**WHAT YOU HAVE TO DO**
Will you recast the records as a numbered list, starting with the line that contains "black apron, given" and going on through the last line of the records, with no blank lines?

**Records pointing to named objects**
-*-

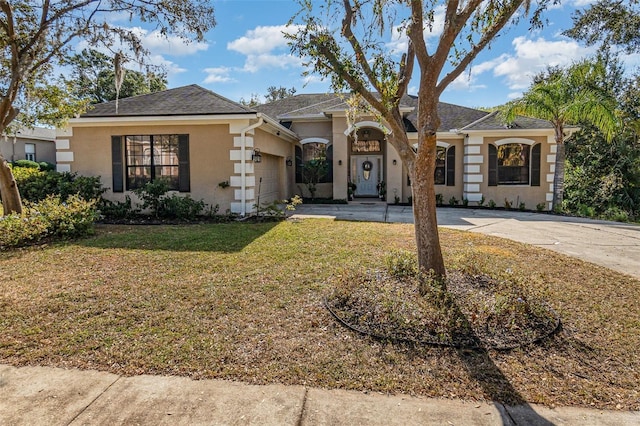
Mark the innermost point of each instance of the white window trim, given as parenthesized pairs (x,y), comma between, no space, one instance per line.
(363,124)
(509,141)
(314,140)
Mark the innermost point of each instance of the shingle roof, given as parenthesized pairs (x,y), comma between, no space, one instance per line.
(309,105)
(186,100)
(493,121)
(301,105)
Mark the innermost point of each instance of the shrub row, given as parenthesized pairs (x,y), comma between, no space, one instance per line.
(49,218)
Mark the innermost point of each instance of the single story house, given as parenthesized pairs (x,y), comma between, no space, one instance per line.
(234,156)
(35,144)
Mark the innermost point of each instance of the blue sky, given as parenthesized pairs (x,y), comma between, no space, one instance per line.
(246,53)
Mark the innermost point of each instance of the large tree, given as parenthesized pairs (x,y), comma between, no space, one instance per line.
(92,77)
(350,43)
(36,35)
(573,95)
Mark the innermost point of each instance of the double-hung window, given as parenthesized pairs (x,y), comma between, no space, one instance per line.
(148,158)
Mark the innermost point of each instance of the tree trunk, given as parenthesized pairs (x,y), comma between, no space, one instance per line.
(558,174)
(11,202)
(424,210)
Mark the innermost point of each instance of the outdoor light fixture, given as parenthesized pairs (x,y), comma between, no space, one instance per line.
(257,156)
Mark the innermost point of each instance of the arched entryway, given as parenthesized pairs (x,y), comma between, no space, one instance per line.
(367,151)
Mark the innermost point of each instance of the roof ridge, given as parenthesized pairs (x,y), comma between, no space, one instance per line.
(204,89)
(315,104)
(481,119)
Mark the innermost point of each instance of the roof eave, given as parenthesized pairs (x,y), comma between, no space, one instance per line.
(134,120)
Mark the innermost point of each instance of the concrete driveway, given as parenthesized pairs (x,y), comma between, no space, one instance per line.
(610,244)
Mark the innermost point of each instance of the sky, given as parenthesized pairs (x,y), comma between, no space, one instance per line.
(245,53)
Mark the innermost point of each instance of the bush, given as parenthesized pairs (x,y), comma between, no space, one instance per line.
(73,218)
(49,218)
(155,199)
(36,185)
(117,209)
(183,208)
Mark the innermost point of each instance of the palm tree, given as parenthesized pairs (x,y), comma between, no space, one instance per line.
(568,96)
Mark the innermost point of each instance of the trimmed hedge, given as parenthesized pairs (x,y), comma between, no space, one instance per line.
(49,218)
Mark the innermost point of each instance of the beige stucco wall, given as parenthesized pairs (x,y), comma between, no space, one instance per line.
(14,149)
(209,159)
(515,194)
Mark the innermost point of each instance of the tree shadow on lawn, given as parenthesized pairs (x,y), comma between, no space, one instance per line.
(222,238)
(495,385)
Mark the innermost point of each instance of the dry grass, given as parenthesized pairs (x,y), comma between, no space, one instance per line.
(243,302)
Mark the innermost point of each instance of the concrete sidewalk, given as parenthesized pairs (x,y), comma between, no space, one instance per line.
(49,396)
(613,245)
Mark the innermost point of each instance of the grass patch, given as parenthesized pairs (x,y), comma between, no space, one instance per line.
(244,302)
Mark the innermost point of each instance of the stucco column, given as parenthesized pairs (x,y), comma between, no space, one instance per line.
(340,164)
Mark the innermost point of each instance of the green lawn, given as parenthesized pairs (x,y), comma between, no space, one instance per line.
(244,302)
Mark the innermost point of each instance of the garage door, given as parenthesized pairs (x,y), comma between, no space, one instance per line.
(269,171)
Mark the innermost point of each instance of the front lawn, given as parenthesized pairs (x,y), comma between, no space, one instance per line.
(244,302)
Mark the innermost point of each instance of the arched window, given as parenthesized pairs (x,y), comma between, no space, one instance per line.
(514,164)
(314,151)
(445,172)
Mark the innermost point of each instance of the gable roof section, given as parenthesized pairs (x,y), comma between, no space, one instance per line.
(494,122)
(298,106)
(186,100)
(315,106)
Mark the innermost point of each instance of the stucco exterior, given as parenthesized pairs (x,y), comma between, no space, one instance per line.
(214,158)
(13,146)
(225,138)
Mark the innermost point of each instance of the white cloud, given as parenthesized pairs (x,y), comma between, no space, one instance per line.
(432,30)
(218,75)
(533,56)
(264,48)
(529,57)
(156,43)
(261,40)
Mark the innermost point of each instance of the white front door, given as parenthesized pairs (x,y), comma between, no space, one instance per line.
(366,172)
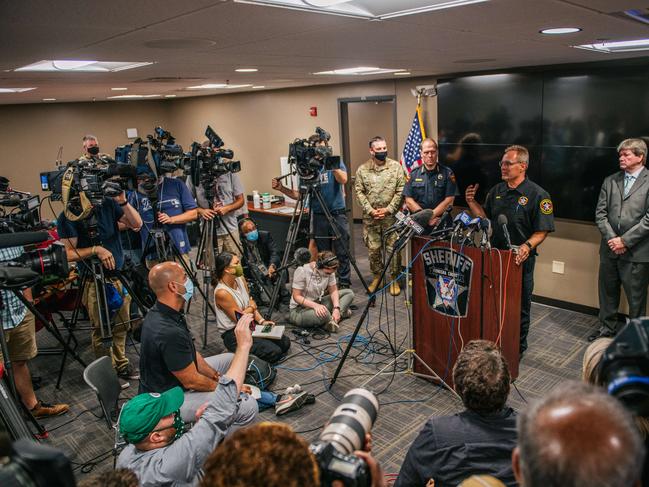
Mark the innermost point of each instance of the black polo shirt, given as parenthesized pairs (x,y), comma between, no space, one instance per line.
(450,449)
(528,209)
(429,188)
(167,345)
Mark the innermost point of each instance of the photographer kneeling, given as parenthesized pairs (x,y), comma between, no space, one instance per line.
(159,452)
(230,296)
(309,306)
(75,232)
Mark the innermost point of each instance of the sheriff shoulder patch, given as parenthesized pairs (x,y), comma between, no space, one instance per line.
(546,206)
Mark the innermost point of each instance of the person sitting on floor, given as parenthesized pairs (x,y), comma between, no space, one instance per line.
(231,296)
(480,439)
(310,307)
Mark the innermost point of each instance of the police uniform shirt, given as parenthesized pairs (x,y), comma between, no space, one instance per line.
(430,188)
(528,209)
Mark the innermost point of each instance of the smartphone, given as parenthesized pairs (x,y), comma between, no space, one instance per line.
(238,316)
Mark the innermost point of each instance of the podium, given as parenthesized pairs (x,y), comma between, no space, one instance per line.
(458,296)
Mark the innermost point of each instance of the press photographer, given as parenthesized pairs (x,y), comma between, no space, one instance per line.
(315,165)
(218,190)
(163,203)
(88,226)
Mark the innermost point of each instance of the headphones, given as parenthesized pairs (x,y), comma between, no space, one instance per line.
(328,262)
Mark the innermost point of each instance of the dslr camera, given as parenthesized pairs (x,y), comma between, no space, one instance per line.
(345,433)
(205,164)
(310,157)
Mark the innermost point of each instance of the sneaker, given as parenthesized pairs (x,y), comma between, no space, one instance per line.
(290,403)
(331,327)
(128,373)
(46,410)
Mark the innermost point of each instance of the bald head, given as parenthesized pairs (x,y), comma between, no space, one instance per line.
(577,437)
(162,274)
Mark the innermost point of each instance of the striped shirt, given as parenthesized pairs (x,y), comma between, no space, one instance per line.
(13,310)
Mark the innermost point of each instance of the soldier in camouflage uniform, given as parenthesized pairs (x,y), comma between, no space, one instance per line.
(379,184)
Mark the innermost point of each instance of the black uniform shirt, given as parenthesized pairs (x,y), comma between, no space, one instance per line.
(528,209)
(429,188)
(167,346)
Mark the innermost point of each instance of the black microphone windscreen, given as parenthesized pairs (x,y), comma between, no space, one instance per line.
(422,216)
(302,256)
(22,238)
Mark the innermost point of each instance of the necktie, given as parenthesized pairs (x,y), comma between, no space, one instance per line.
(628,183)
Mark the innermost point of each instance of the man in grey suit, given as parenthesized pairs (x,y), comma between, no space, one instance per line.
(622,216)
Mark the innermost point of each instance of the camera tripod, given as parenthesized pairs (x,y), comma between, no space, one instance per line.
(309,193)
(402,239)
(17,424)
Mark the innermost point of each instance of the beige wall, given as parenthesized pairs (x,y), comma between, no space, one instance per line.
(258,126)
(30,135)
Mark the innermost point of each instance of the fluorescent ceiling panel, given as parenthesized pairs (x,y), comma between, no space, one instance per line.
(617,46)
(82,66)
(365,9)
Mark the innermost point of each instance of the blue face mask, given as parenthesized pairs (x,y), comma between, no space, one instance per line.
(189,289)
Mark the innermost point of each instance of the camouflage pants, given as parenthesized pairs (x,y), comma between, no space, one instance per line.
(373,231)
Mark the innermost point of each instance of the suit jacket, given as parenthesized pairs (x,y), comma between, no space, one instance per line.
(628,217)
(267,250)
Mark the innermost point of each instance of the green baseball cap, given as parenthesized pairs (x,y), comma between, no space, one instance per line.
(141,414)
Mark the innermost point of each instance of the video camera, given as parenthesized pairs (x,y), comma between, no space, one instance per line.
(205,164)
(624,368)
(345,433)
(310,157)
(167,155)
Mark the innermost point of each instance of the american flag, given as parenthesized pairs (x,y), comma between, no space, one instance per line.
(411,157)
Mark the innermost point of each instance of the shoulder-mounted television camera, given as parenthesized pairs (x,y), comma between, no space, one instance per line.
(312,155)
(167,155)
(206,163)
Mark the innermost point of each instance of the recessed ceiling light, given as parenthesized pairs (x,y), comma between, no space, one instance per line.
(131,97)
(361,70)
(560,30)
(364,9)
(82,66)
(617,46)
(15,90)
(216,86)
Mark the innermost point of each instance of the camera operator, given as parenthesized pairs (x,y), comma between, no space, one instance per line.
(331,182)
(159,452)
(18,324)
(175,208)
(229,198)
(79,248)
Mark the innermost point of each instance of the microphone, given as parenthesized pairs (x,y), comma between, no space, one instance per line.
(502,221)
(485,227)
(22,238)
(462,219)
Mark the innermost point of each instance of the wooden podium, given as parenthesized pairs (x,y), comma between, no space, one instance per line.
(463,280)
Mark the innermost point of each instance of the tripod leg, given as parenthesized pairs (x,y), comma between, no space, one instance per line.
(334,227)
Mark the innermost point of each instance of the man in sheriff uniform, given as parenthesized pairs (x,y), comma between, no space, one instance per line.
(378,186)
(431,185)
(530,217)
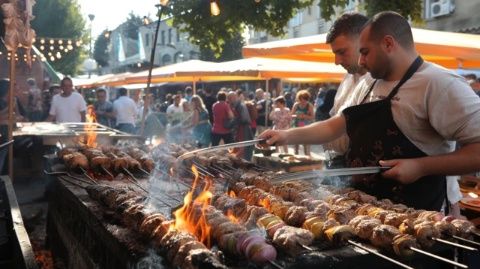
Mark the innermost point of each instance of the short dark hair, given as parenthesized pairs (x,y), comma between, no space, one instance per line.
(350,23)
(65,79)
(280,100)
(391,23)
(221,96)
(122,92)
(4,86)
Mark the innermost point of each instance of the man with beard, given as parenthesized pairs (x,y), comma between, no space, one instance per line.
(406,120)
(343,38)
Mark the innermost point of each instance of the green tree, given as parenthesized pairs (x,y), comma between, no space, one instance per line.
(131,26)
(211,33)
(100,49)
(411,9)
(62,19)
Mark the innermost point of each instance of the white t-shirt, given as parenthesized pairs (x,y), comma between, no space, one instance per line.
(433,108)
(68,109)
(175,109)
(125,110)
(344,98)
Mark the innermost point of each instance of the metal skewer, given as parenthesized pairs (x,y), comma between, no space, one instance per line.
(374,252)
(438,257)
(73,183)
(86,175)
(276,264)
(466,240)
(144,171)
(454,244)
(106,171)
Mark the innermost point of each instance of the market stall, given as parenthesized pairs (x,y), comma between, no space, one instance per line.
(451,50)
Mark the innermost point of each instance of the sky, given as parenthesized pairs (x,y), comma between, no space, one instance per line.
(111,13)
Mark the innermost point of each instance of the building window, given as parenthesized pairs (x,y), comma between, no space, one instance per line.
(296,20)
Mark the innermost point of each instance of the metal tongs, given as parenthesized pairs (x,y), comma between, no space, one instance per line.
(220,147)
(313,174)
(6,144)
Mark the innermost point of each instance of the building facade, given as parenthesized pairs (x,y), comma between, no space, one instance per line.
(443,15)
(128,54)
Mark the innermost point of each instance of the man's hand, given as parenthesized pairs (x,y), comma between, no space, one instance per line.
(275,137)
(405,171)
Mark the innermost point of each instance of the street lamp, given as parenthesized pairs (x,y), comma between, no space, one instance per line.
(90,64)
(160,7)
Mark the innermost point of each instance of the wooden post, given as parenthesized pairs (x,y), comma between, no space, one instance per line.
(11,104)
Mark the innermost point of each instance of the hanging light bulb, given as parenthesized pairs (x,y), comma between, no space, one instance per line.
(214,9)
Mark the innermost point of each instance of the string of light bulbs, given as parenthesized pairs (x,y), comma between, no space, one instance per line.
(55,48)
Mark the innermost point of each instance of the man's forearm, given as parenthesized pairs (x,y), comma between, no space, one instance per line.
(318,132)
(463,161)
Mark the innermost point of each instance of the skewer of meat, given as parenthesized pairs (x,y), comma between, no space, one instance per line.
(291,239)
(182,249)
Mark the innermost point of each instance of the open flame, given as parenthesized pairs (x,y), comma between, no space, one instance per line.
(265,203)
(90,129)
(191,216)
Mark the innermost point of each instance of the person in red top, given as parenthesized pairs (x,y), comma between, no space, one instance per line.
(221,113)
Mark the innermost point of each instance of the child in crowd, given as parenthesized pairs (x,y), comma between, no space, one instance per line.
(281,117)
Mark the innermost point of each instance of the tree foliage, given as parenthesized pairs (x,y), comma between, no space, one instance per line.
(131,26)
(100,50)
(411,9)
(61,19)
(211,33)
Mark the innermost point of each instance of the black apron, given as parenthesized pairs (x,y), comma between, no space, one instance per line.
(375,136)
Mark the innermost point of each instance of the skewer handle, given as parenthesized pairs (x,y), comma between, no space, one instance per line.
(466,240)
(461,265)
(379,254)
(454,244)
(275,264)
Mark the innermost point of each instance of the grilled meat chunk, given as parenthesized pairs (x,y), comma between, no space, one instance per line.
(383,235)
(292,239)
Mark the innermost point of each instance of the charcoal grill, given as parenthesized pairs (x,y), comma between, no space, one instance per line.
(15,248)
(86,234)
(69,134)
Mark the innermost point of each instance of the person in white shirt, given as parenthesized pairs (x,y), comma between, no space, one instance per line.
(125,111)
(67,106)
(406,120)
(343,39)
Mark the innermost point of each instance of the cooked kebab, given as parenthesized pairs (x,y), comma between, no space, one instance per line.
(141,156)
(76,160)
(61,153)
(290,239)
(182,249)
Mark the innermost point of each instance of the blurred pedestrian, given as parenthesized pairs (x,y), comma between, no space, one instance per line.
(281,117)
(302,112)
(242,130)
(202,129)
(34,108)
(103,108)
(67,106)
(125,111)
(222,116)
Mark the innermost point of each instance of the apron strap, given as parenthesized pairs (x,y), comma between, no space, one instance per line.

-*-

**RESPONSE TO THE EXERCISE**
1. Mark the innermost point of each instance of the black apron, given as parenthesized pairs (x,y), comma between, no space, one instance per line.
2. (375,136)
3. Mark the innermost point of each instance of the skewer handle, given as parenthesized pairs (x,y), comma between, no space, one instance per line.
4. (466,240)
5. (461,265)
6. (379,254)
7. (454,244)
8. (275,264)
9. Mark the innermost point of each instance of the grilled meat chunk, given as parenthesized pairs (x,y), comma between, no space, one instance per line.
10. (383,235)
11. (292,239)
12. Mark the innermost point of each instance of the charcoal grill, given as parenthesized pairs (x,y), comma between, no space, one instance per line.
13. (15,248)
14. (86,234)
15. (69,134)
16. Mark the innermost point of each instance of the person in white shirt, given as parenthesized pairs (x,y), comma between, no space, one instance per line.
17. (125,111)
18. (67,106)
19. (406,120)
20. (343,39)
21. Mark the innermost point of each instance of the cooked kebab, given as parenthesized pairs (x,y), comma between, no space, one instance per line.
22. (141,156)
23. (76,160)
24. (61,153)
25. (290,239)
26. (182,249)
27. Mark the innermost point of each instance of the blurred pedestrian, given as parenthesized pairs (x,y), comma between, no space, one instance per line.
28. (281,117)
29. (302,112)
30. (242,130)
31. (202,129)
32. (34,108)
33. (103,108)
34. (67,106)
35. (125,111)
36. (222,116)
37. Mark the innermost point of each instance of the apron strap, given as parenthesized pairs (x,y), comma between, no space, one instance per line.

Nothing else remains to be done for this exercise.